Locate every line below that contains the string "dense" and copy each one in full.

**** Provided entries

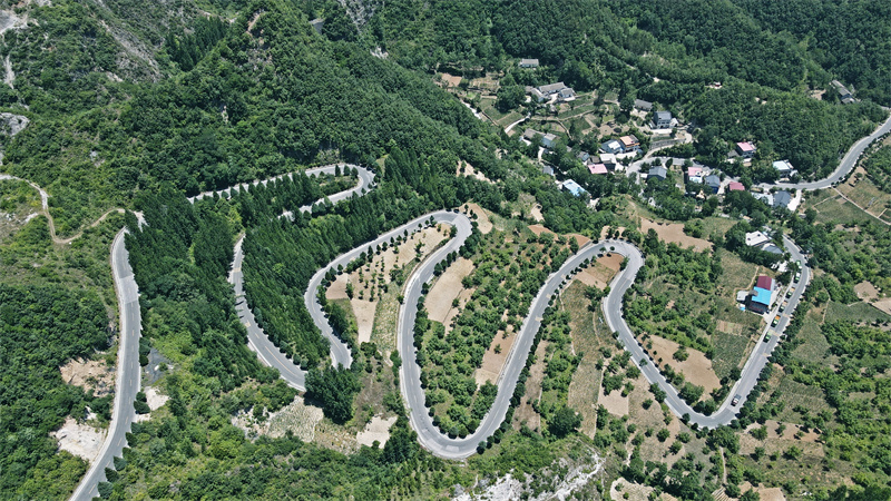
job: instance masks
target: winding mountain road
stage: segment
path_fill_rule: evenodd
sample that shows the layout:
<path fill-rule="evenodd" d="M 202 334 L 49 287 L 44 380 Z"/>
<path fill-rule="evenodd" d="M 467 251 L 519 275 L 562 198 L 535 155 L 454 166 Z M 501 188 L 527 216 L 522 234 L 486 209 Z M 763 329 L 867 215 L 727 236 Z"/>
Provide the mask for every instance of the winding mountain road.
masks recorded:
<path fill-rule="evenodd" d="M 806 288 L 807 284 L 811 279 L 811 268 L 804 264 L 805 259 L 804 256 L 801 254 L 801 250 L 789 238 L 783 238 L 786 250 L 792 256 L 792 259 L 801 261 L 802 262 L 802 276 L 801 281 L 795 284 L 795 292 L 792 294 L 792 297 L 789 299 L 789 306 L 786 311 L 781 315 L 781 321 L 776 325 L 776 327 L 765 327 L 762 332 L 761 336 L 758 337 L 758 342 L 756 343 L 755 347 L 752 350 L 752 353 L 748 355 L 745 365 L 742 370 L 742 375 L 740 380 L 734 384 L 731 389 L 727 397 L 724 402 L 718 406 L 717 411 L 715 411 L 711 415 L 701 414 L 693 410 L 691 405 L 688 405 L 677 393 L 677 390 L 672 385 L 665 376 L 659 372 L 659 370 L 653 364 L 652 358 L 644 352 L 643 346 L 638 344 L 637 340 L 634 336 L 630 327 L 625 322 L 625 314 L 623 311 L 623 298 L 625 296 L 625 292 L 630 288 L 634 284 L 634 279 L 637 276 L 637 272 L 644 265 L 644 256 L 640 250 L 637 249 L 634 245 L 627 242 L 620 242 L 615 244 L 615 253 L 621 254 L 623 256 L 628 258 L 628 264 L 623 269 L 620 274 L 618 274 L 610 284 L 610 292 L 609 295 L 603 302 L 604 315 L 606 316 L 607 324 L 613 332 L 618 333 L 618 338 L 623 345 L 625 345 L 625 350 L 630 352 L 631 360 L 640 369 L 640 372 L 646 376 L 647 381 L 650 383 L 658 384 L 659 387 L 666 393 L 665 403 L 668 407 L 678 416 L 683 416 L 684 414 L 688 414 L 691 418 L 691 423 L 696 423 L 702 428 L 716 428 L 725 424 L 730 424 L 734 419 L 736 419 L 736 413 L 738 412 L 740 406 L 743 405 L 748 393 L 755 387 L 755 384 L 758 381 L 758 375 L 764 366 L 767 364 L 767 360 L 780 343 L 781 334 L 785 330 L 786 325 L 789 324 L 792 314 L 797 307 L 799 302 L 801 301 L 802 295 L 804 294 L 804 289 Z M 614 244 L 610 244 L 614 245 Z M 776 314 L 776 310 L 779 304 L 782 302 L 782 294 L 780 299 L 777 299 L 776 306 L 773 307 L 771 315 Z M 768 342 L 763 342 L 764 336 L 771 333 L 771 340 Z M 737 405 L 732 405 L 731 402 L 734 395 L 741 395 L 740 402 Z"/>
<path fill-rule="evenodd" d="M 834 183 L 844 178 L 854 168 L 860 155 L 872 141 L 889 131 L 891 131 L 891 117 L 880 125 L 870 136 L 866 136 L 855 143 L 842 158 L 839 168 L 826 179 L 811 183 L 780 184 L 776 186 L 782 188 L 805 190 L 830 187 Z M 373 173 L 359 166 L 352 167 L 356 167 L 359 171 L 358 186 L 336 195 L 332 195 L 329 197 L 332 203 L 337 203 L 355 194 L 361 195 L 363 190 L 373 187 Z M 333 174 L 335 168 L 336 166 L 326 166 L 317 169 L 306 170 L 306 174 Z M 283 176 L 277 176 L 276 178 L 281 178 Z M 286 176 L 292 176 L 292 174 L 287 174 Z M 19 178 L 7 174 L 0 174 L 0 180 L 1 179 Z M 23 180 L 28 181 L 27 179 Z M 266 184 L 268 180 L 271 179 L 254 181 L 253 185 L 258 183 Z M 38 193 L 40 193 L 42 213 L 49 219 L 52 240 L 57 244 L 65 244 L 80 236 L 80 234 L 78 234 L 74 237 L 65 239 L 56 236 L 55 224 L 48 206 L 49 195 L 46 190 L 32 181 L 28 183 L 35 187 Z M 246 185 L 247 184 L 239 185 L 239 187 Z M 217 193 L 221 195 L 229 195 L 231 189 L 232 188 L 227 188 Z M 195 199 L 199 199 L 212 194 L 213 191 L 199 194 L 195 197 L 192 197 L 189 200 L 194 202 Z M 301 210 L 304 212 L 310 209 L 311 207 L 309 206 L 301 208 Z M 120 209 L 110 209 L 102 216 L 102 218 L 114 210 Z M 525 365 L 526 356 L 531 347 L 535 334 L 540 326 L 541 316 L 544 315 L 548 302 L 565 283 L 565 279 L 570 276 L 571 271 L 580 266 L 586 258 L 593 258 L 596 256 L 596 254 L 606 245 L 615 247 L 614 252 L 623 254 L 628 258 L 625 269 L 623 269 L 623 272 L 615 277 L 611 284 L 610 294 L 605 298 L 603 306 L 610 328 L 619 333 L 619 340 L 623 342 L 626 350 L 631 352 L 634 362 L 638 364 L 647 380 L 649 380 L 652 383 L 658 384 L 663 391 L 666 392 L 666 403 L 675 414 L 689 414 L 691 422 L 695 422 L 701 426 L 708 428 L 727 424 L 734 419 L 735 410 L 732 409 L 728 403 L 731 399 L 730 396 L 714 414 L 709 416 L 701 415 L 693 412 L 689 405 L 679 399 L 675 389 L 667 381 L 665 381 L 665 379 L 658 373 L 652 363 L 642 362 L 648 358 L 646 358 L 643 348 L 637 344 L 630 330 L 628 328 L 628 325 L 625 323 L 624 318 L 621 318 L 621 298 L 625 294 L 625 291 L 627 291 L 628 287 L 630 287 L 630 285 L 634 283 L 634 278 L 643 265 L 644 256 L 636 247 L 626 242 L 608 240 L 586 245 L 576 255 L 571 256 L 564 264 L 564 266 L 560 267 L 559 271 L 555 272 L 548 277 L 545 286 L 539 291 L 536 299 L 532 302 L 529 315 L 523 321 L 520 335 L 508 355 L 508 361 L 502 373 L 499 375 L 499 392 L 498 396 L 496 397 L 496 402 L 489 413 L 483 418 L 477 431 L 466 439 L 449 439 L 448 436 L 439 433 L 439 431 L 432 425 L 432 421 L 427 414 L 423 405 L 424 397 L 423 390 L 420 386 L 420 367 L 418 367 L 417 363 L 414 363 L 415 350 L 413 346 L 412 327 L 414 325 L 414 318 L 417 317 L 417 302 L 418 297 L 420 296 L 422 284 L 432 278 L 432 272 L 437 263 L 444 258 L 450 252 L 458 249 L 463 244 L 464 239 L 470 235 L 471 225 L 470 220 L 466 216 L 447 212 L 439 212 L 433 213 L 432 215 L 421 216 L 420 218 L 412 220 L 407 225 L 388 232 L 385 235 L 382 235 L 372 243 L 365 244 L 360 248 L 339 256 L 334 262 L 320 271 L 316 276 L 313 277 L 313 281 L 311 282 L 310 287 L 304 296 L 304 301 L 306 302 L 306 305 L 313 315 L 313 320 L 320 326 L 320 330 L 322 330 L 323 334 L 331 341 L 332 361 L 334 363 L 341 363 L 349 366 L 352 360 L 350 352 L 346 346 L 331 332 L 331 328 L 324 318 L 324 314 L 321 311 L 321 306 L 317 304 L 314 297 L 316 287 L 321 283 L 321 277 L 323 277 L 324 273 L 332 266 L 336 267 L 339 264 L 345 265 L 350 261 L 358 257 L 362 249 L 368 248 L 368 245 L 378 245 L 384 240 L 389 242 L 389 239 L 395 236 L 398 233 L 408 229 L 408 227 L 412 225 L 417 225 L 419 223 L 423 224 L 423 222 L 429 220 L 431 216 L 434 222 L 453 225 L 457 228 L 457 236 L 449 240 L 443 247 L 439 248 L 432 256 L 424 259 L 415 273 L 410 277 L 405 294 L 407 307 L 401 308 L 399 313 L 398 333 L 398 345 L 400 352 L 402 353 L 403 360 L 408 361 L 408 363 L 403 363 L 401 367 L 401 390 L 403 397 L 409 403 L 411 423 L 418 431 L 419 441 L 424 448 L 443 458 L 467 458 L 473 454 L 476 451 L 476 445 L 479 441 L 487 439 L 491 433 L 495 432 L 507 413 L 509 400 L 517 383 L 517 377 Z M 136 396 L 136 393 L 140 389 L 140 372 L 138 365 L 138 338 L 141 328 L 138 302 L 139 293 L 138 286 L 133 276 L 133 271 L 129 266 L 128 253 L 124 244 L 125 233 L 126 229 L 121 229 L 118 233 L 111 245 L 110 252 L 111 269 L 118 295 L 118 307 L 120 314 L 120 344 L 118 351 L 118 367 L 112 419 L 108 435 L 102 444 L 99 456 L 94 461 L 89 471 L 71 495 L 72 500 L 78 501 L 89 500 L 98 494 L 97 485 L 99 482 L 105 480 L 105 468 L 112 468 L 114 458 L 116 455 L 120 455 L 124 446 L 126 446 L 126 433 L 129 431 L 135 418 L 133 401 Z M 784 238 L 784 243 L 786 250 L 792 255 L 793 259 L 800 259 L 802 263 L 805 262 L 794 243 L 787 238 Z M 266 337 L 265 334 L 256 327 L 256 322 L 253 318 L 253 314 L 244 301 L 243 275 L 241 272 L 244 255 L 242 252 L 241 239 L 236 244 L 235 250 L 235 262 L 233 265 L 233 271 L 229 275 L 229 282 L 235 287 L 237 297 L 236 310 L 238 311 L 238 314 L 242 316 L 243 321 L 247 324 L 248 344 L 255 352 L 257 352 L 260 358 L 264 363 L 276 367 L 282 374 L 282 377 L 285 379 L 288 384 L 303 390 L 305 389 L 305 373 L 295 366 L 293 362 L 286 358 L 274 345 L 272 345 L 272 343 L 268 341 L 268 337 Z M 796 285 L 796 289 L 790 298 L 790 305 L 786 310 L 786 313 L 782 315 L 782 320 L 780 321 L 779 325 L 775 330 L 773 330 L 775 333 L 782 333 L 786 327 L 790 316 L 801 299 L 810 277 L 811 269 L 806 266 L 803 266 L 801 283 Z M 765 333 L 767 331 L 771 331 L 771 328 L 766 328 Z M 779 343 L 780 337 L 781 336 L 775 335 L 770 342 L 760 342 L 757 346 L 755 346 L 743 369 L 742 377 L 736 382 L 733 390 L 730 392 L 730 395 L 741 394 L 743 395 L 742 401 L 745 400 L 752 387 L 754 387 L 758 374 L 767 363 L 767 356 Z M 408 354 L 411 354 L 411 356 L 407 356 Z M 740 402 L 740 405 L 742 405 L 742 401 Z"/>
<path fill-rule="evenodd" d="M 848 153 L 844 154 L 844 157 L 842 157 L 841 161 L 839 163 L 839 167 L 836 167 L 835 170 L 824 179 L 807 183 L 777 183 L 775 185 L 764 186 L 768 188 L 776 186 L 777 188 L 802 189 L 805 191 L 829 188 L 835 183 L 844 179 L 851 173 L 851 170 L 854 169 L 856 161 L 860 159 L 860 156 L 863 155 L 863 151 L 866 150 L 866 147 L 869 147 L 875 139 L 879 139 L 881 136 L 884 136 L 888 132 L 891 132 L 891 116 L 889 116 L 884 122 L 877 127 L 872 134 L 862 137 L 860 140 L 854 143 L 851 148 L 848 149 Z"/>

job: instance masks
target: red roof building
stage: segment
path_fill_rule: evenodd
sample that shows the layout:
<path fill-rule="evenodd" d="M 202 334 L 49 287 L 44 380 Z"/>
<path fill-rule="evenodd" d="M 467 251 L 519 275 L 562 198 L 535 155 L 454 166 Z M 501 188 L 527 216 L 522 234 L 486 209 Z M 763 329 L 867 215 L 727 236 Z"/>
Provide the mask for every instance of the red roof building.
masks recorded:
<path fill-rule="evenodd" d="M 745 186 L 738 181 L 731 181 L 731 184 L 727 185 L 727 189 L 731 191 L 745 191 Z"/>
<path fill-rule="evenodd" d="M 766 275 L 761 275 L 755 283 L 755 287 L 763 288 L 765 291 L 773 291 L 773 278 Z"/>

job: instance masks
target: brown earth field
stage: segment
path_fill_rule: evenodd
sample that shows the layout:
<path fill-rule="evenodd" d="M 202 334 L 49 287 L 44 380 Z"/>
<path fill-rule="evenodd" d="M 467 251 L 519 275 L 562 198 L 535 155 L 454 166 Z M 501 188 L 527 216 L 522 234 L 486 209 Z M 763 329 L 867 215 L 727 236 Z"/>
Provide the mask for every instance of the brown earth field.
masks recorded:
<path fill-rule="evenodd" d="M 473 272 L 473 262 L 459 257 L 437 278 L 437 283 L 433 284 L 424 299 L 424 307 L 430 320 L 444 324 L 449 313 L 452 310 L 459 310 L 453 307 L 452 304 L 464 289 L 461 281 L 470 275 L 471 272 Z"/>
<path fill-rule="evenodd" d="M 650 219 L 640 218 L 640 233 L 645 234 L 653 228 L 659 235 L 659 239 L 668 243 L 675 243 L 682 247 L 693 246 L 696 250 L 705 250 L 712 248 L 708 240 L 702 238 L 694 238 L 684 234 L 684 225 L 679 223 L 656 223 Z"/>
<path fill-rule="evenodd" d="M 672 357 L 672 354 L 677 351 L 681 346 L 679 344 L 659 336 L 650 336 L 648 341 L 653 342 L 653 351 L 658 353 L 656 358 L 662 357 L 664 364 L 668 364 L 675 371 L 679 371 L 684 374 L 686 381 L 703 386 L 705 389 L 704 396 L 721 386 L 721 381 L 712 367 L 712 361 L 705 357 L 705 353 L 688 347 L 687 353 L 689 353 L 689 356 L 687 360 L 678 362 Z"/>

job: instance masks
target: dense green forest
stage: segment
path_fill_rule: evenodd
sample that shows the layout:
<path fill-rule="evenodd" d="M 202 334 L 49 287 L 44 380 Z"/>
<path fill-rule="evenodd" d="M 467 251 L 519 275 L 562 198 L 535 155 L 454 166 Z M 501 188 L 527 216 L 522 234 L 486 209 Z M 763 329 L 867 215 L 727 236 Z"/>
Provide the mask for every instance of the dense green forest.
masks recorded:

********

=== Solution below ===
target: dense green forest
Provide the mask for every instance of the dense green forest.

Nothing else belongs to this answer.